JOB — Repeat each line of the material below exactly as it appears, minus any pictures.

:: MATERIAL TO PROCESS ::

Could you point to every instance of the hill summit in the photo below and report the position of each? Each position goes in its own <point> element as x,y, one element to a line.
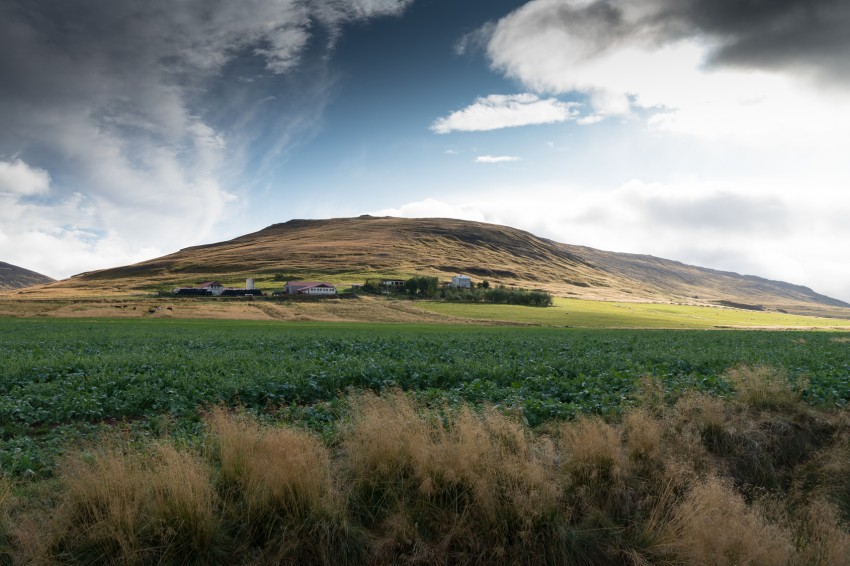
<point>347,250</point>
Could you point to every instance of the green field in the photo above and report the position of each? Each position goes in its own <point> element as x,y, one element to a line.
<point>63,380</point>
<point>578,313</point>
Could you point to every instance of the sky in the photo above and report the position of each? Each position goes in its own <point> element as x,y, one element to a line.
<point>713,132</point>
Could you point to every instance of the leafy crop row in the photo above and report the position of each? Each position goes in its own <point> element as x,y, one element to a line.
<point>59,380</point>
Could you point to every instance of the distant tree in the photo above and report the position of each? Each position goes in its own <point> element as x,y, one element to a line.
<point>372,286</point>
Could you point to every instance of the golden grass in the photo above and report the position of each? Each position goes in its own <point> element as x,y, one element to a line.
<point>765,387</point>
<point>703,481</point>
<point>713,525</point>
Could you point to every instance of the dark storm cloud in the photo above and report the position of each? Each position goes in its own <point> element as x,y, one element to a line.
<point>142,117</point>
<point>95,89</point>
<point>804,35</point>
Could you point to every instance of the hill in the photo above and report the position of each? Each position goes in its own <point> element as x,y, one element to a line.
<point>346,250</point>
<point>14,277</point>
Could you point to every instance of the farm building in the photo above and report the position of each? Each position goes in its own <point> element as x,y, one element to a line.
<point>309,288</point>
<point>214,287</point>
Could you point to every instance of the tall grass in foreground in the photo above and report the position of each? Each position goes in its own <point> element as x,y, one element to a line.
<point>757,479</point>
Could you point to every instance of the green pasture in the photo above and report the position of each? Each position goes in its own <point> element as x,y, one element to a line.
<point>66,380</point>
<point>578,313</point>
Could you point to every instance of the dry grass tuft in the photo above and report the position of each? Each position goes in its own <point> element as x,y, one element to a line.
<point>713,525</point>
<point>593,451</point>
<point>765,387</point>
<point>128,508</point>
<point>706,481</point>
<point>644,435</point>
<point>472,485</point>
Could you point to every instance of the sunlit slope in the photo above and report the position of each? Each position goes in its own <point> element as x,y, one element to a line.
<point>346,250</point>
<point>14,277</point>
<point>578,313</point>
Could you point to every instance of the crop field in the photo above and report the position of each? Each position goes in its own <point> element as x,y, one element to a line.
<point>62,381</point>
<point>579,313</point>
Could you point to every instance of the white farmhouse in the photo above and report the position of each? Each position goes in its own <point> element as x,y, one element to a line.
<point>309,288</point>
<point>214,287</point>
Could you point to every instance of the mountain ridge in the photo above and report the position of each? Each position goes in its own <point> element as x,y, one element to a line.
<point>346,250</point>
<point>15,277</point>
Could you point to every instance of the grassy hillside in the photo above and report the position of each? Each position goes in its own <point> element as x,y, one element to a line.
<point>14,277</point>
<point>347,250</point>
<point>577,313</point>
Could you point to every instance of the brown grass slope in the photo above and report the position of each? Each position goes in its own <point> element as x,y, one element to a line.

:::

TASK SOLUTION —
Could you point to every instance of the hill summit in the photo below and report the position of each? Each position goes in its own <point> element as x,y, one element to a line.
<point>347,250</point>
Could you point to every instance of the green field in the photo above and report the position of each? Each position goes in its own <point> element as x,y, one element to a line.
<point>63,380</point>
<point>578,313</point>
Could you point to every instance of the sky in the photo above and report the position of each? Each position goes in its own <point> element as x,y, one element to a line.
<point>713,132</point>
Could you point to every instance of the leafy crop row in the photo above and report the position of each? Each position goes in its own <point> element as x,y, one element to a line.
<point>59,380</point>
Could you point to every instance of the distant tree in the photo above and report the position of each? Each position goes in its own <point> element as x,y, one element to a line.
<point>372,286</point>
Could you point to every instance of the golden grass in the photo above and report the position of each? Each position goes in its own <point> element as x,y, one element to a line.
<point>765,387</point>
<point>703,481</point>
<point>713,525</point>
Could you point to every instance of the dark storm cloud in the photo above and report the position of each? Each position goes in its own <point> element as x,y, one element to a line.
<point>142,117</point>
<point>95,89</point>
<point>804,35</point>
Could you point to every instance of the hill in the photo above and report the position of each? Each position goes in its own <point> element as x,y, one element to a line.
<point>346,250</point>
<point>14,277</point>
Could you point to every instance of the farm building in the photo above and report the position of each? Each position goes in its own <point> element as x,y, one element to a line.
<point>309,288</point>
<point>214,287</point>
Could you point to every instance of the tall grass in foreground in the photo above and report the position of each? Each position goes in its own <point> element as x,y, one element to a line.
<point>757,479</point>
Could you point to every instance of the green pasture in the photo above and report the position of each? Each position goes in its own <point> element as x,y, one element to a line.
<point>66,380</point>
<point>578,313</point>
Could you point to every instance of the dry grass tuft in the photo above and report the position of each? Each position goes in its own <point> element as x,y, one element to a line.
<point>713,525</point>
<point>593,451</point>
<point>765,387</point>
<point>128,508</point>
<point>706,481</point>
<point>644,435</point>
<point>472,485</point>
Could you point to every instance of the sunlit slope in the photo above and report the position of each? Each position goes in its own <point> element as x,y, one element to a line.
<point>346,250</point>
<point>14,277</point>
<point>578,313</point>
Could you point to every instance of the crop field in the photo above and report the position of each? Each position goes in its own <point> element as x,y, one element to a line.
<point>62,381</point>
<point>579,313</point>
Could you point to every instance of the white farmhouse in the photo above and report the position of each? Each position goes in its own <point> element as x,y, one element to a line.
<point>309,288</point>
<point>214,287</point>
Could you point to every instance of the mountain ridge in the photo above and report the position of each? Each position goes in its own <point> element as x,y, one element to a line.
<point>346,250</point>
<point>15,277</point>
Could you point to every instance of the grassy hillside in the photo above and report the position of each? Each position goes in its own <point> element as x,y, one element to a line.
<point>14,277</point>
<point>347,250</point>
<point>577,313</point>
Could you point to every instance of the brown grass slope in the photo above and report the position of each? Each position goes in its own <point> element as x,y, one element to a line.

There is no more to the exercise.